Task statement:
In full and without deviation, write out the entries that follow.

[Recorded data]
== Segment start ==

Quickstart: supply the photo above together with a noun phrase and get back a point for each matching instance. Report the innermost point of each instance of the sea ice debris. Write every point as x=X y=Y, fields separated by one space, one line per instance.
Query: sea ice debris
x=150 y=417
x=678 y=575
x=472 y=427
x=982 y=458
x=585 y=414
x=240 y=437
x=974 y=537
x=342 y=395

== Segment end ==

Exercise result:
Quickstart: supply the photo above together with a noun phrase and get back a point for each matching instance. Report the innermost point of each instance of the sea ice debris. Write every point as x=X y=Y, fields separated by one space, one line per instance.
Query: sea ice debris
x=150 y=417
x=678 y=575
x=472 y=427
x=982 y=458
x=585 y=414
x=240 y=437
x=974 y=537
x=342 y=395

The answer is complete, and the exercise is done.